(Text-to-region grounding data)
☆ ☆ ☆ ☆ ☆
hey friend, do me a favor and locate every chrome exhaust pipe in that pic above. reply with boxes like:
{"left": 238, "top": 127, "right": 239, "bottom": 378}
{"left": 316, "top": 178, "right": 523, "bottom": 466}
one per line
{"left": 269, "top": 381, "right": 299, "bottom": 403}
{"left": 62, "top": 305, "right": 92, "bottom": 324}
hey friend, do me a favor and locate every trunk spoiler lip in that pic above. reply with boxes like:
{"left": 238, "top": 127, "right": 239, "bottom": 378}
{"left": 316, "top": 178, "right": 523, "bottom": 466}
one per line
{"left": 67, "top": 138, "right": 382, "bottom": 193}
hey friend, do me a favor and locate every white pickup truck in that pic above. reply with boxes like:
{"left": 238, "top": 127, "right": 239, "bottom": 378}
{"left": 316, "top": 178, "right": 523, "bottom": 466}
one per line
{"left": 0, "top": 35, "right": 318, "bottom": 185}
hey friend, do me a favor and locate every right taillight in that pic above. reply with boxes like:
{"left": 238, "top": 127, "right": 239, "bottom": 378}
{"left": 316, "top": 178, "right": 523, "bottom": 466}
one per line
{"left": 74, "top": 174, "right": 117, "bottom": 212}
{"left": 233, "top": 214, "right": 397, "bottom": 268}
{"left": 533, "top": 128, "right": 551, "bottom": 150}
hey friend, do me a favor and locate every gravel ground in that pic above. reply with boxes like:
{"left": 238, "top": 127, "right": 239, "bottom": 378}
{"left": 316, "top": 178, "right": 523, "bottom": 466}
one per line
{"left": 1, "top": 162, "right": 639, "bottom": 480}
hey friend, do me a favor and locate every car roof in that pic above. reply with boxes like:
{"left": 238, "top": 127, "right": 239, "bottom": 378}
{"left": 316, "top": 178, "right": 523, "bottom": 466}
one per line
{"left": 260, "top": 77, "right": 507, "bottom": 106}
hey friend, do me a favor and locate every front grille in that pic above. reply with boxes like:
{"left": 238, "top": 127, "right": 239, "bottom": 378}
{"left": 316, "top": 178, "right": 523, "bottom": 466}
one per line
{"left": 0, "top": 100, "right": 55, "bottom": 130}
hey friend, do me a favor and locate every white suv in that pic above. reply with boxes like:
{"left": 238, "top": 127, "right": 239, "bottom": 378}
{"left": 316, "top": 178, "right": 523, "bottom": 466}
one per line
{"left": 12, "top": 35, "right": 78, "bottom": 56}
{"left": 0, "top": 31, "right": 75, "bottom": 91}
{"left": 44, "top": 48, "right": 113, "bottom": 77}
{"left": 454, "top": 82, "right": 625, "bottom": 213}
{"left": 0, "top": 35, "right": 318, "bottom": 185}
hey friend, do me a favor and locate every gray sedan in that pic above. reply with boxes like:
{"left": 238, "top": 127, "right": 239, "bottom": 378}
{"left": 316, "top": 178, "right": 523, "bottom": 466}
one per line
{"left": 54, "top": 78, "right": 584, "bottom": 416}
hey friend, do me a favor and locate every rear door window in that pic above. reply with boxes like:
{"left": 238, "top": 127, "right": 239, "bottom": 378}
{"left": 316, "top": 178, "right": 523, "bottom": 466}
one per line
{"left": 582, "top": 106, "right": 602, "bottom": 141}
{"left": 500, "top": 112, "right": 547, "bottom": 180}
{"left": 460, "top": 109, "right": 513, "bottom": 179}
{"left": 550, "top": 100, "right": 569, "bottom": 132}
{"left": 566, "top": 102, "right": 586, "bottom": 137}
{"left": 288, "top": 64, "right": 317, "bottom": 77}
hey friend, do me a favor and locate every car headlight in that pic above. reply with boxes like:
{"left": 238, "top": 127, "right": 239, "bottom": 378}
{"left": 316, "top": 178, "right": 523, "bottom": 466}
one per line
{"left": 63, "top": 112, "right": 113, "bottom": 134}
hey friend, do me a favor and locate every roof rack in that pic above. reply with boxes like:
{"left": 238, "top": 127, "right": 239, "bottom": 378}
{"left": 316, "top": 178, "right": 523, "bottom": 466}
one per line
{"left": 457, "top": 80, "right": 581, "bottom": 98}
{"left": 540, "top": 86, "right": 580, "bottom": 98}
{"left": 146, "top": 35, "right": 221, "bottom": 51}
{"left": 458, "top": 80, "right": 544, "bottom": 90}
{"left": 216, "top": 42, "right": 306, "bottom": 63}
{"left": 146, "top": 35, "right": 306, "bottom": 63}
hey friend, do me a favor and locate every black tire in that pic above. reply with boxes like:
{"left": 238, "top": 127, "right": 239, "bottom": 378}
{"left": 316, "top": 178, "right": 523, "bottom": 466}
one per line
☆ ☆ ☆ ☆ ☆
* _WORK ITEM_:
All lines in the entries above that include "white" should be found and copied.

* _ANSWER FOR THE TASK_:
hey friend, do me a favor and locate every white pickup truck in that pic above. reply with boxes like:
hey friend, do me a favor and locate every white suv in that pic above. reply with boxes like:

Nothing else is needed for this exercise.